LISTED ENTRIES Start Marker

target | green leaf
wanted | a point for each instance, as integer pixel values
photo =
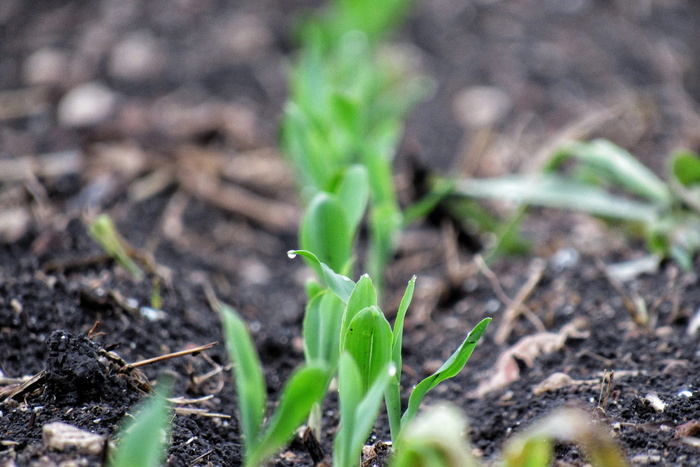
(250, 383)
(322, 324)
(363, 295)
(436, 438)
(617, 165)
(325, 231)
(305, 388)
(393, 392)
(143, 439)
(341, 285)
(104, 232)
(534, 447)
(556, 192)
(358, 409)
(353, 194)
(368, 340)
(685, 166)
(449, 369)
(397, 335)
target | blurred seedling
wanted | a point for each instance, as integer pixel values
(143, 440)
(436, 438)
(345, 111)
(604, 180)
(105, 233)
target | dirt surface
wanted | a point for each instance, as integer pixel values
(164, 115)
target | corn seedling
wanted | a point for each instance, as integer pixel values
(359, 405)
(303, 390)
(668, 212)
(362, 331)
(144, 439)
(342, 126)
(436, 439)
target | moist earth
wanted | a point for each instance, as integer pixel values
(202, 110)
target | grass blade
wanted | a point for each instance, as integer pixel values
(143, 439)
(250, 383)
(618, 166)
(449, 369)
(104, 232)
(305, 388)
(341, 285)
(353, 194)
(556, 192)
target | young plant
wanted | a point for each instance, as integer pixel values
(104, 232)
(304, 389)
(435, 439)
(366, 335)
(345, 110)
(359, 405)
(668, 212)
(144, 439)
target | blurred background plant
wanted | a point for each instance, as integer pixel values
(349, 93)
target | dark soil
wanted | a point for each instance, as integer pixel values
(182, 156)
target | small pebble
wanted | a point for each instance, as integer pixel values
(481, 106)
(138, 56)
(86, 105)
(61, 436)
(45, 66)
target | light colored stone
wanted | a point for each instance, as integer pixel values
(138, 56)
(481, 106)
(61, 436)
(85, 105)
(45, 66)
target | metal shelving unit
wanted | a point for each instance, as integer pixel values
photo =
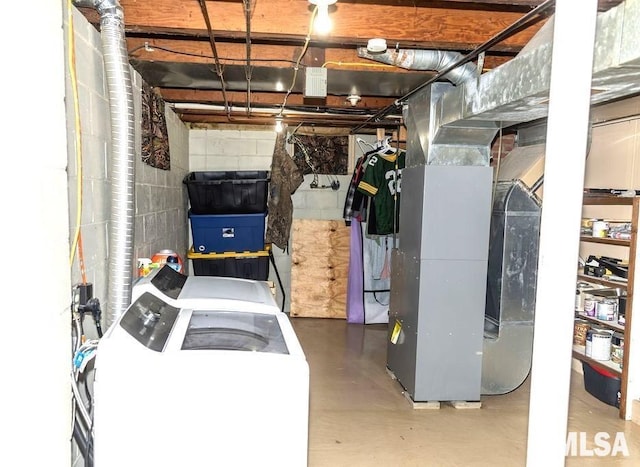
(628, 285)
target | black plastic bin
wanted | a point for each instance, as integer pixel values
(228, 192)
(601, 384)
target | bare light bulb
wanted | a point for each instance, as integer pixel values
(323, 24)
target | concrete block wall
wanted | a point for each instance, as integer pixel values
(250, 149)
(160, 195)
(160, 198)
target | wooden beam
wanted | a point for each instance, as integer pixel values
(265, 99)
(197, 51)
(352, 21)
(241, 118)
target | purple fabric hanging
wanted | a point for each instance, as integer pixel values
(355, 286)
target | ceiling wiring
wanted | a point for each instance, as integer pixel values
(297, 65)
(371, 65)
(212, 42)
(248, 68)
(150, 48)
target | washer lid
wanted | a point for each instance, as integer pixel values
(232, 330)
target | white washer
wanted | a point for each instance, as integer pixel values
(222, 382)
(196, 291)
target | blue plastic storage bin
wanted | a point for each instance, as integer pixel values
(219, 233)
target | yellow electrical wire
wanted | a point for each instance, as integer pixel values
(297, 65)
(78, 136)
(377, 65)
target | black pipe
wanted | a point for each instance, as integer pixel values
(83, 444)
(504, 34)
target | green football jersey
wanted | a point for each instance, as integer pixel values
(381, 180)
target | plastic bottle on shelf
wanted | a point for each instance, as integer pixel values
(170, 257)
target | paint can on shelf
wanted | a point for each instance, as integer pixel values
(606, 309)
(617, 348)
(598, 345)
(580, 329)
(580, 288)
(590, 303)
(600, 228)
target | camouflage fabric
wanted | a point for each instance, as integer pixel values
(155, 138)
(322, 154)
(286, 177)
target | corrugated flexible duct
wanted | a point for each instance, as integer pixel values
(436, 60)
(119, 88)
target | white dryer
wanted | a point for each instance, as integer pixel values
(221, 382)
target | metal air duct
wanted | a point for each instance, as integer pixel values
(119, 87)
(511, 287)
(518, 91)
(436, 60)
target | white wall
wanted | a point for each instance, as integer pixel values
(35, 408)
(243, 149)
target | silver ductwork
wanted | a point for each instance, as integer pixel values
(511, 287)
(122, 163)
(427, 144)
(518, 91)
(435, 60)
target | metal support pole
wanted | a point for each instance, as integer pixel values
(567, 129)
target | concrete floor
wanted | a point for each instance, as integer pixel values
(360, 417)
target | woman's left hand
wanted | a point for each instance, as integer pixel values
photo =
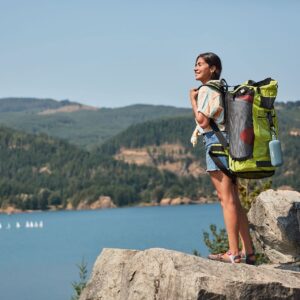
(193, 95)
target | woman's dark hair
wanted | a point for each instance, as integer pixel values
(212, 59)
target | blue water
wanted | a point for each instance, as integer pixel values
(40, 263)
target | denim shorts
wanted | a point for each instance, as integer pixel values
(209, 139)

LISTED ENTRIES End Marker

Without including any images, output the data exactly as given.

* **OUTPUT BELOW**:
target | green leaf
wanted | a point for each instance, as integer pixel values
photo =
(250, 383)
(322, 324)
(363, 295)
(436, 438)
(617, 165)
(325, 231)
(305, 388)
(393, 392)
(143, 439)
(341, 285)
(104, 232)
(534, 447)
(556, 192)
(358, 409)
(353, 194)
(368, 340)
(685, 166)
(449, 369)
(397, 335)
target | blurred seedling
wanted | a point for each instance, as integer pixel values
(143, 440)
(436, 438)
(345, 111)
(604, 180)
(105, 233)
target | dirt surface
wanted | a point for each instance, as integer pixel values
(164, 115)
target | corn seedling
wanted | a point for each instance, as integer pixel values
(359, 405)
(303, 390)
(668, 212)
(362, 331)
(144, 439)
(342, 126)
(436, 439)
target | moist earth
wanted | a point for each instance, as integer pixel values
(202, 110)
target | grass blade
wanted | a point for each instance, as integer pixel values
(143, 439)
(250, 383)
(618, 166)
(449, 369)
(104, 232)
(305, 388)
(341, 285)
(353, 194)
(556, 192)
target | young plant
wanted | a point for each instance, as integer pixel values
(104, 232)
(304, 389)
(435, 439)
(366, 335)
(345, 110)
(359, 405)
(668, 212)
(144, 439)
target | blurred background plant
wanted | a point for each instance, as integer pixel values
(349, 93)
target | dark soil
wanted | a point for each instance, as integer pixel values
(182, 156)
target | small pebble
wanted | a point for each instance, as integer pixel values
(481, 106)
(138, 56)
(86, 105)
(61, 436)
(45, 66)
target | light colored stone
wanted | a point for each instance, as integer pixel values
(138, 56)
(481, 106)
(61, 436)
(85, 105)
(45, 66)
target | metal shelving unit
wanted | a point for each instance, as integer pixel values
photo =
(628, 285)
target | black plastic bin
wanted | a point for each instance, as integer pixel values
(228, 192)
(601, 384)
target | bare light bulb
wanted | a point for each instance, as integer pixel values
(323, 24)
target | concrete block wall
wanted | a point for each instance, as integer pixel values
(250, 149)
(160, 195)
(160, 198)
target | wooden beam
wanted | a point for each instance, as integer pixel values
(265, 99)
(197, 51)
(352, 21)
(241, 118)
target | purple fabric hanging
wanted | a point for each instance, as integer pixel values
(355, 286)
target | ceiling wiring
wanted | a point for each instance, as integer pixel values
(297, 65)
(371, 65)
(212, 42)
(248, 68)
(150, 48)
target | washer lid
wanted | a point for each instance, as integer pixel values
(232, 330)
target | white washer
wanted | a point for each instance, as integer pixel values
(222, 382)
(196, 291)
target | blue plastic storage bin
wanted | a point for each instance, as integer pixel values
(219, 233)
target | yellow electrical wire
wanted | a point for each instance, as integer pixel values
(297, 65)
(78, 136)
(377, 65)
target | black pipe
wanted | a point for each instance, as integer pixel values
(83, 444)
(504, 34)
target | green football jersey
wanted | a point for each instance, as integer pixel values
(381, 180)
target | plastic bottle on shelf
wanted | a point for each instance, as integer pixel values
(170, 257)
target | paint can on shelf
wanted | a point for each instance, as integer pixel values
(606, 309)
(617, 348)
(598, 345)
(580, 329)
(580, 288)
(590, 303)
(600, 228)
target | camouflage fabric
wanted | a point for each instance, as integer pixel values
(155, 138)
(322, 154)
(286, 177)
target | corrugated flexible duct
wanted | a point for each instance, as integer pixel values
(436, 60)
(119, 88)
target | white dryer
wanted | a point for each instance, as integer pixel values
(221, 382)
target | metal air duct
wanted | a point for each instance, as integer pixel values
(119, 87)
(511, 287)
(518, 91)
(436, 60)
target | white wall
wanted | a point for each instance, as integer pixel values
(35, 408)
(243, 149)
target | silver ductwork
wanted | a point for each instance, as integer pixel values
(511, 287)
(122, 163)
(427, 144)
(518, 91)
(435, 60)
target | metal support pole
wanted | a point for each instance, as integer pixel values
(567, 129)
target | concrete floor
wanted | a point for each instance, as integer pixel values
(360, 417)
target | woman's left hand
wanted | a point for each instance, as integer pixel values
photo =
(193, 95)
target | woman's dark hair
wanted | a point for each instance, as integer pixel values
(212, 59)
target | blue water
wanted | a point for each instance, as integer pixel values
(40, 263)
target | denim shorts
wanted | a point for each instance, as integer pixel values
(209, 139)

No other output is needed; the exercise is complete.